§ YOUR INSTRUCTIONS:
Write out the listing below from the line containing "Expected behaviour: for every instance of the blue" to its last line, unaltered, ends included.

** RECORDS SUPPLIED follows **

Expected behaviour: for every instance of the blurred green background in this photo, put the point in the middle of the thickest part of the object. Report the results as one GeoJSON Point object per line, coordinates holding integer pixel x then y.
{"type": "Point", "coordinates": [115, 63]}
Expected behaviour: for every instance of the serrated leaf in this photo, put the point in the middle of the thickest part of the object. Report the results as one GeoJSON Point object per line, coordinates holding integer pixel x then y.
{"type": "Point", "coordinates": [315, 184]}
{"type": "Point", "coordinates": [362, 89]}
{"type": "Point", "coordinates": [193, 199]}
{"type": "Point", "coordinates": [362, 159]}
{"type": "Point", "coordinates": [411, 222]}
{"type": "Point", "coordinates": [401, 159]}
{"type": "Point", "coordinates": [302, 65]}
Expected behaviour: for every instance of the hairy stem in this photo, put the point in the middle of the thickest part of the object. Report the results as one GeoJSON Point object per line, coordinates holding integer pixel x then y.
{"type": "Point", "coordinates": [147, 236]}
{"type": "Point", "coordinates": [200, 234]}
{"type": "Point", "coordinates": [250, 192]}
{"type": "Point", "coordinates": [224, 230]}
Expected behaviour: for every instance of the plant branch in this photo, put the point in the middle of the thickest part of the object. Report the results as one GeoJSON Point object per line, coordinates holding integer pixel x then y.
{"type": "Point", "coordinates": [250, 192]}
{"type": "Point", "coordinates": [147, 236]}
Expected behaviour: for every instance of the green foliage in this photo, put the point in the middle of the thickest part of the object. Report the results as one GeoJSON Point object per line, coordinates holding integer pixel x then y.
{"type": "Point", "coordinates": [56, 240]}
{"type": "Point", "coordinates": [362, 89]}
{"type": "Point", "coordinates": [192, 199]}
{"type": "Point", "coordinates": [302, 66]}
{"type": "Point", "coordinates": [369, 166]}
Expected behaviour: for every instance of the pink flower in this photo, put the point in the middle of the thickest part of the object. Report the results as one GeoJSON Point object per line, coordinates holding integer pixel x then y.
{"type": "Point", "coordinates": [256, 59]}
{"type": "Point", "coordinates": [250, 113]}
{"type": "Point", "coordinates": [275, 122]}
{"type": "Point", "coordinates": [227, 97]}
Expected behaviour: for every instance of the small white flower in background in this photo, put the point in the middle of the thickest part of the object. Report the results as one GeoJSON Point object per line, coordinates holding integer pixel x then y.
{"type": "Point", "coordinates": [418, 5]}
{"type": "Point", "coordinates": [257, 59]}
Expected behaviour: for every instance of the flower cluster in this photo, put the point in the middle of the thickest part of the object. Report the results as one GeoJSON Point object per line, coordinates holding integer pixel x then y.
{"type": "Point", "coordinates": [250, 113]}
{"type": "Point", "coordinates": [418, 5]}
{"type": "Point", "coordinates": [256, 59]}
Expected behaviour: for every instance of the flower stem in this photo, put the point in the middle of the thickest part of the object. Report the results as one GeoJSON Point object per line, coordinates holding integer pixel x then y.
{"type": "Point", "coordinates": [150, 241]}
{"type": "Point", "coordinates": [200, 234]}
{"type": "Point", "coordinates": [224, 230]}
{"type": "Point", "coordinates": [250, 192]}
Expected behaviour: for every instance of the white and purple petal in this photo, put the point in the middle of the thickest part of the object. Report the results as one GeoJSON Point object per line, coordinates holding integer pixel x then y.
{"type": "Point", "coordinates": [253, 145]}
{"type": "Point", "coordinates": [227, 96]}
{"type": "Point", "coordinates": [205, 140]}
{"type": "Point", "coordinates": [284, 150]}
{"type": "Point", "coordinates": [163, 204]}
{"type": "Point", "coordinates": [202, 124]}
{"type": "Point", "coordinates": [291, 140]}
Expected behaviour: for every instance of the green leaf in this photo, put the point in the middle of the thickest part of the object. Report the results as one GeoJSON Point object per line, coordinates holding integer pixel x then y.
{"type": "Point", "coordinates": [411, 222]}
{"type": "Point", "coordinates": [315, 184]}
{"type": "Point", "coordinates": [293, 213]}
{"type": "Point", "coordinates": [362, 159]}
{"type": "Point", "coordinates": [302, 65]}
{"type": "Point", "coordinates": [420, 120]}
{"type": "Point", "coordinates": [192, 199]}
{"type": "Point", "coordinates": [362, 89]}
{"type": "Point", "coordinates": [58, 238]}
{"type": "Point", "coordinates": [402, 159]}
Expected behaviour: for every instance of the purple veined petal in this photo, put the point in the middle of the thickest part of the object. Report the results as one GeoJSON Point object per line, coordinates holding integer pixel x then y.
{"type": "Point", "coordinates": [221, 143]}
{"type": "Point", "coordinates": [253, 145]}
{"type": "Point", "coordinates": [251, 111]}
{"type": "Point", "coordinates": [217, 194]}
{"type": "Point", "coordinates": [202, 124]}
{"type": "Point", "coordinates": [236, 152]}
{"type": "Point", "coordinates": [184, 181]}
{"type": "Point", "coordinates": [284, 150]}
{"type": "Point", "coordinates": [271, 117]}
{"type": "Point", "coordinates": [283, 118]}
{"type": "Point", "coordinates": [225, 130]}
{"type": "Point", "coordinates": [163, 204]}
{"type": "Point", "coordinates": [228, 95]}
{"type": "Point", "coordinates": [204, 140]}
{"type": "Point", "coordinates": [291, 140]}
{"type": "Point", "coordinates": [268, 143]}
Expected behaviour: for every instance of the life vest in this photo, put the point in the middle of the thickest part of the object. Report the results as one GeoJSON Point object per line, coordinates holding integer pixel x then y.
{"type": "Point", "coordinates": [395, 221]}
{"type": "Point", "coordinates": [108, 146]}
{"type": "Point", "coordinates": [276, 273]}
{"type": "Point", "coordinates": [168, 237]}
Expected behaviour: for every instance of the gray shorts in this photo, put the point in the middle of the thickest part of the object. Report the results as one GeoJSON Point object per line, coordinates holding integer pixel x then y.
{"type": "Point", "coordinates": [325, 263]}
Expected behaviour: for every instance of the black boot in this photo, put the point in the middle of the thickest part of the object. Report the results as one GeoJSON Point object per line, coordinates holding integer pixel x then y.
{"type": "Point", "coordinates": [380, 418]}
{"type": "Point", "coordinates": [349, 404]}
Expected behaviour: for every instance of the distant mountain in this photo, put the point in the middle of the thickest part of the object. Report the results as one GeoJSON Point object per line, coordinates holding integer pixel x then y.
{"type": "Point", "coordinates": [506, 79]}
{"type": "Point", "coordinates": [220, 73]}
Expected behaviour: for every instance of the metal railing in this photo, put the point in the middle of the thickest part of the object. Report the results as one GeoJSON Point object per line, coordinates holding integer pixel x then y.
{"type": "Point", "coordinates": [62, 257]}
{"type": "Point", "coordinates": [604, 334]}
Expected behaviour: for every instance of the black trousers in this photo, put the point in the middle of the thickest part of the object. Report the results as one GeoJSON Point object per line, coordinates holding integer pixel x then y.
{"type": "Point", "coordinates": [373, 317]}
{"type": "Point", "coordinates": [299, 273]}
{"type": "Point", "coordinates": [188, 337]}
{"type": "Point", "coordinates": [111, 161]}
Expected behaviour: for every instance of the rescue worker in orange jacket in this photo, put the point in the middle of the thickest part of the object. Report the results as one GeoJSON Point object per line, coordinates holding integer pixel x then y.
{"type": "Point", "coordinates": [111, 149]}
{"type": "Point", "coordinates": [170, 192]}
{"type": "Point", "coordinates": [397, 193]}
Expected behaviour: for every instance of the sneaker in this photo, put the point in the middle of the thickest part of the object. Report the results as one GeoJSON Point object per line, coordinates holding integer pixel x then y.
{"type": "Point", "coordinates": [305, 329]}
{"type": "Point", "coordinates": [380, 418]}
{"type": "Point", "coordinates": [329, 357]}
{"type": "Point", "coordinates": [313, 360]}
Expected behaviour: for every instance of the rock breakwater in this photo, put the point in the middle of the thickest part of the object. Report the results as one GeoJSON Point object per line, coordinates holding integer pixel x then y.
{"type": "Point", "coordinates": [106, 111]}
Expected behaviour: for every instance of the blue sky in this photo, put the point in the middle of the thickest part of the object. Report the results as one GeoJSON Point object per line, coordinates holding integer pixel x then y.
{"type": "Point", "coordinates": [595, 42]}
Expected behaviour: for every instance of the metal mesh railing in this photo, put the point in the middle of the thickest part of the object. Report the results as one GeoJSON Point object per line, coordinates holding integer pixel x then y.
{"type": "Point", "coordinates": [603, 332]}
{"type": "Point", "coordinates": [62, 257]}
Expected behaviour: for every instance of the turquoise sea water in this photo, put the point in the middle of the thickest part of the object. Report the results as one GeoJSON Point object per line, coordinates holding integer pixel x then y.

** End of RECORDS SUPPLIED **

§ OUTPUT FOR THIS TASK:
Expected behaviour: for every instance of the blue sky in this photo, put the point in the middle of the thickest part of the object. Report the results as one GeoJSON Point object per line, coordinates holding integer pixel x then y.
{"type": "Point", "coordinates": [595, 42]}
Expected behaviour: for every instance of the metal mesh railing in this photo, put the point in the middle of the thickest part of the object. Report the results as one GeoJSON Point object per line, coordinates holding integer pixel x then y.
{"type": "Point", "coordinates": [603, 332]}
{"type": "Point", "coordinates": [62, 257]}
Expected behaviour: for every instance of the turquoise sea water in this photo, put the point in the middle of the thickest part of the object. Report the results as one GeoJSON Point object per line, coordinates holding integer pixel x then y.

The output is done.